* Text passage:

** BEGIN **

While enjoying the fast, flat, trail on fresh legs, a strange thought occurred to me. I suddenly wished that we were already halfway through the race, steadily slowing down from our increasingly heavy legs. A weird thing to think a kilometer into a race, but, for the previous weeks, all my planning and visualising had focused on the late stages of the race. This “fun” running at the start somehow felt like a distraction from the “real” race that would start in a few hours. I wished that I could face the actual challenge now, when my mind still wielded full command of my body. As the start of the initial climb came into view, I reminded myself that the beginning of the race was not without purpose. I still had to run the first half well in order to reach the halfway point in good time and in good shape. After all, my plan depended on it and that was the only way I could have a chance of improving my finishing time by an hour, which was my goal.

Being a more responsible runner than last year, I had no trouble forcing myself into a walk as soon as the incline started ramping up. The first climb wasn’t much; just enough to get the quads warmed up. Having other runners 10 seconds or so ahead of me, I was somewhat on auto-pilot mode. I was just vaguely keeping track of where they went and was not paying too much attention to course markers. I got my first wake up call when I looked up to see two guys stopped 20 m ahead of me and looking around as if they weren’t sure where the course continued or if they were on the course at all. I immediately started looking for the pink flags marking the course and saw that I had to veer off the road onto a single track a few meters ahead. The others had already realised they were off-course and were looking back in my direction when I pointed out the turn to them. They praised my sense of observation, but I had to admit that I would have missed the turn as well if it hadn’t been for them standing around looking confused ahead of me. From that point on I made sure to not miss any pink flags.

** END **

* Exercise requirements:
1. According to the race account above, what goal did the runner set for the race?
2. Please pick up the race account above after its last sentence and carry the story forward.

* Data provided:
** BEGIN **

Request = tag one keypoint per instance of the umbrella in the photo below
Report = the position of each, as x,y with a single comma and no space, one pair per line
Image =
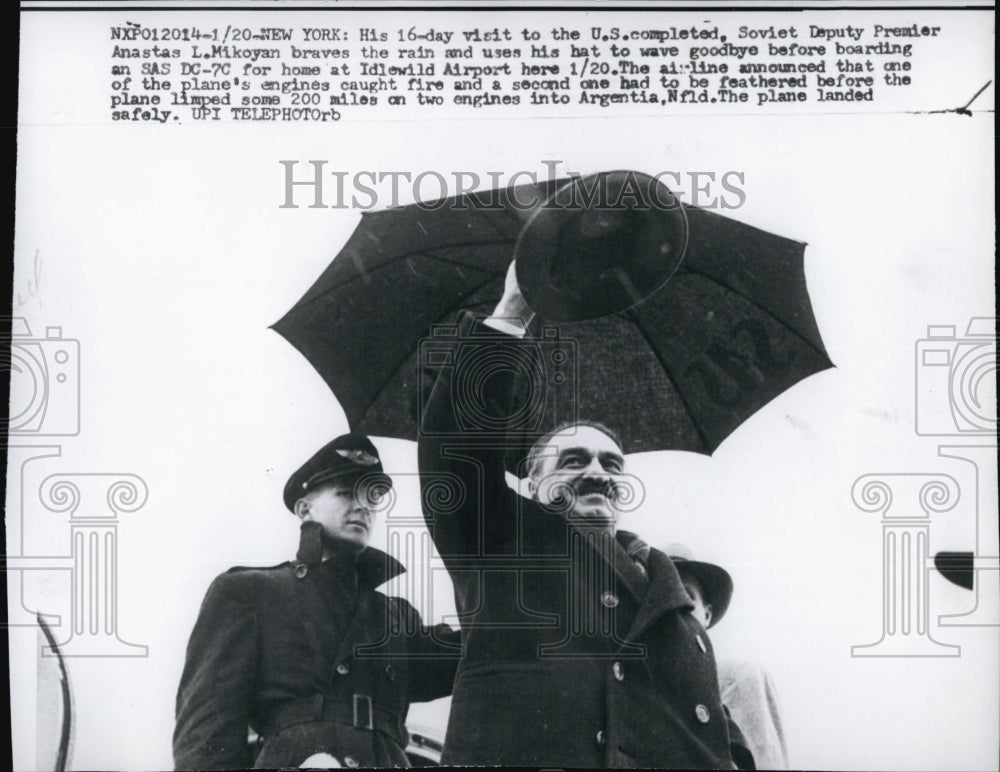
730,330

** END **

* Task results:
1. The runner aimed to improve their finishing time by an hour.

2.
After a short descent, we started an ascent of 300 m up Mount Brome over 3.5 km. The grade of the climb wasn’t too harsh for still fresh(ish) legs, however the length of it did make sure that my legs felt it by the end. The sun hadn’t peeked through the clouds yet and the top of the mountain was very exposed to the wind so we were rather chilly when we reached the top. The temperature and the fact that the course now took us down the somewhat steep Brome ski slope convinced me to bomb the downhill despite the fact that taking it easy for a while after the climb was probably a better idea. Aid station 1 (11th km, just a table with a water cooler) waited for us at the bottom of the hill but I just ran past it. I was still good on water and I wouldn’t have wanted to take on extra weight at that point anyway.

I then started the second ascent of Mount Brome. This time we would be going up 250 m or so over barely more than a single kilometer. Hiking turned into scrambling at several different spots and a few ropes were tied around trees and sent down the trail to help us pull ourselves up. (Full disclosure: some of the ropes were not strictly necessary. They were probably more useful to runners evoking them to describe how steep the climb was than they were to runners actually climbing.)

The fact remains that the climb was indeed brutal. My heart rate was much too high for comfort even before I reached the summit. I knew that I definitely had to take it very easy on the way down because continuing at this intensity would mean going too far into my deeper reserves for this point in the race. I knew that my quads wouldn’t be liking the next climb and I was crossing my fingers that they weren’t so tired as to slow me down on flat ground as well.

The 5 km or so between the summit and the second aid station were mainly downhill singletrack. It didn’t take too long for running to become easy again. The trails were quite nice and that section ended up being very enjoyable. I was in high spirits and had found back (most of) my legs by the time I rolled into AS 2 where my parents were waiting. Being in decent shape, I didn’t want to lose too much time there so I just topped off my water bottles and picked up a Clif bar to replace the one I had eaten before hitting the road.

Aid station 2 approach
I was actually feeling much better than what this picture would seem to indicate.

AS 2 to AS 3 (18th to 25th km)

This section was easy and rather uneventful. There were a lot of wide gravel roads and it was mostly flat by trail standards. Some sections of road were more open and we had nice views. I can’t say that I took much time to enjoy the fall colours from the summit of Mount Brome, but now that the going was easier I was able to pay better attention to my wider surroundings.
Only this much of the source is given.